(Excerpt provided)

Abe is looking to hold snap elections to secure political backing to continue with his efforts to turn Japan’s long ailing economy around. He also ordered his ministers to prepare for a fiscal stimulus package as well.

The yen dropped hard in response — on expectations of more cheap money stimulus from the Bank of Japan — lifting the Nikkei index up over 2% overnight

Here at home, producer price inflation came in a little hotter than expected with core inflation rising 0.4% vs. the 0.1% increase analysts expected. That pushed the core measure to a 1.7% annual inflation rate, keeping pressure on the Fed to move ahead with its first short-term interest rate hike sometime in 2015.

At the sector level healthcare led the way with a 1.1% gain while telecom were the laggards, dropping 0.2%.

The epic consistency of the rally out of the October low continued, with the S&P 500 closing above its five-day moving average for 23 consecutive sessions — a record run that hasn’t been seen since the late 1990s.

(End Excerpt provided)

**Problem to solve**.
From the market report, copy word for word the section that begins with "The yen dropped" and ends with "laggards, dropping 0.2%.".

(Data records)

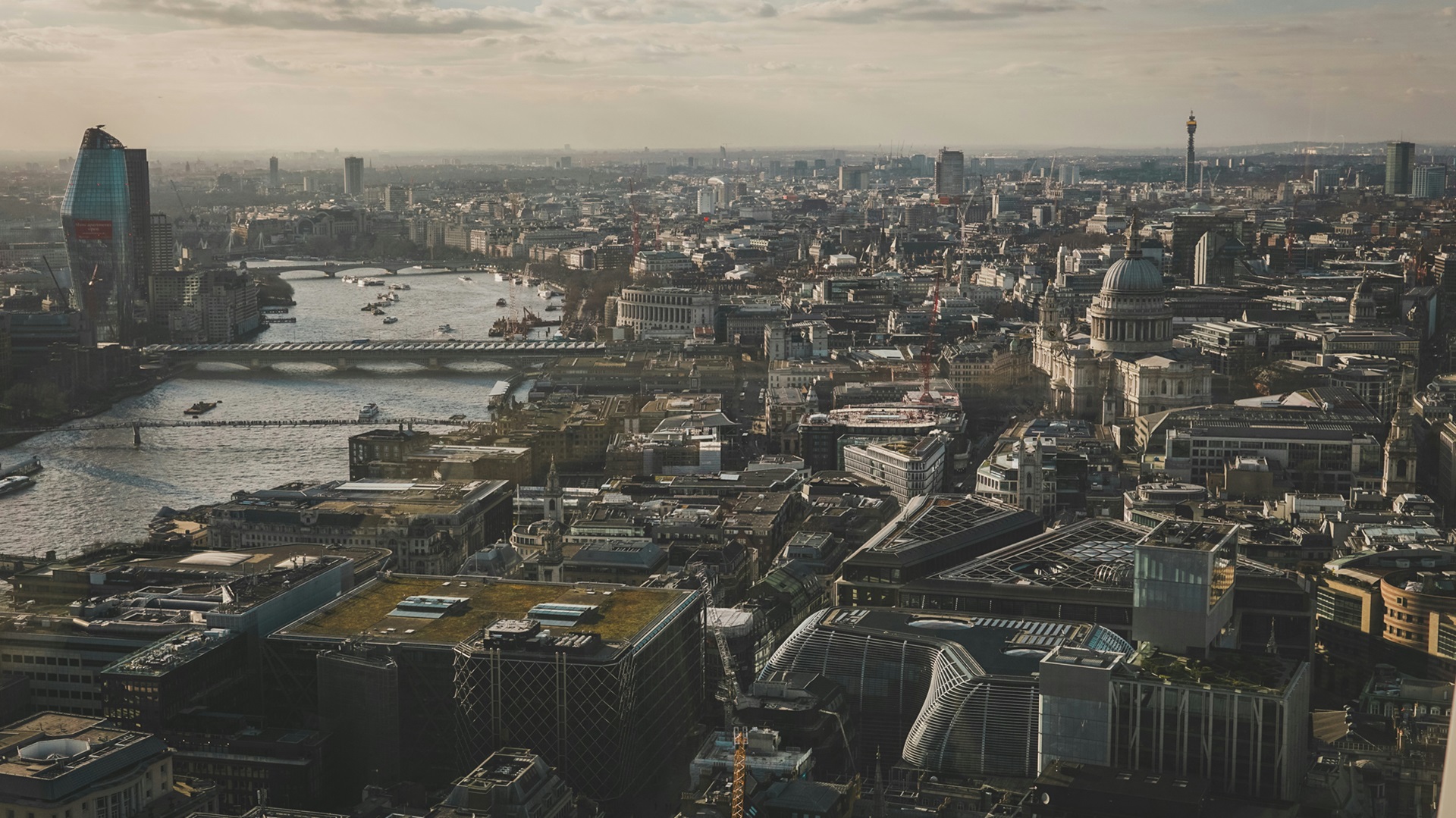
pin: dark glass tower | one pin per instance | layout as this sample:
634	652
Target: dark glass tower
107	218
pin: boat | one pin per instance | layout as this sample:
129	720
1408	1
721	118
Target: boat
11	485
22	468
510	328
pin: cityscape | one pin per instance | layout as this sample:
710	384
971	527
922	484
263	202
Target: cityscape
956	478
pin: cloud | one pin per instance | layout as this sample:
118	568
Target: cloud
360	17
265	64
864	12
545	55
17	47
1012	69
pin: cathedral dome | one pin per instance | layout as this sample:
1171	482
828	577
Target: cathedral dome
1133	275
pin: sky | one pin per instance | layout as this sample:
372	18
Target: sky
604	74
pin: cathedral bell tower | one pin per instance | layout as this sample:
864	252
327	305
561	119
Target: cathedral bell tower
1401	450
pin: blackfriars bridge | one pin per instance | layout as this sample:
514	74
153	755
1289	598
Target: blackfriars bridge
348	354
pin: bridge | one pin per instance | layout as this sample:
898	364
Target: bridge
264	424
261	424
334	268
346	356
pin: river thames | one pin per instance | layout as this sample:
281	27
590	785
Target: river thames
98	487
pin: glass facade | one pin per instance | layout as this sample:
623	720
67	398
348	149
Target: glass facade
107	218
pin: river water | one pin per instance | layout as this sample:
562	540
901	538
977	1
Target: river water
98	487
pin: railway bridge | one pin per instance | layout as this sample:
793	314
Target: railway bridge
348	354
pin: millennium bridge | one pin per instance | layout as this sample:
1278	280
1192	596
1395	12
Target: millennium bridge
348	354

(End Data records)

**Your solution**.
The yen dropped hard in response — on expectations of more cheap money stimulus from the Bank of Japan — lifting the Nikkei index up over 2% overnight

Here at home, producer price inflation came in a little hotter than expected with core inflation rising 0.4% vs. the 0.1% increase analysts expected. That pushed the core measure to a 1.7% annual inflation rate, keeping pressure on the Fed to move ahead with its first short-term interest rate hike sometime in 2015.

At the sector level healthcare led the way with a 1.1% gain while telecom were the laggards, dropping 0.2%.